Write the records out again. Match them exactly.

*Provided records:*
◆ ◆ ◆ ◆

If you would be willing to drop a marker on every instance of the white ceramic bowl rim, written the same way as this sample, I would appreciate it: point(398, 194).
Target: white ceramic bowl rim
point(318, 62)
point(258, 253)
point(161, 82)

◆ ◆ ◆ ◆

*Solution for this problem:*
If you would be willing to drop a marker on every instance of the white ceramic bowl rim, written the same way as this sample, I would appreciate it: point(398, 194).
Target: white ceramic bowl rim
point(318, 62)
point(258, 253)
point(161, 82)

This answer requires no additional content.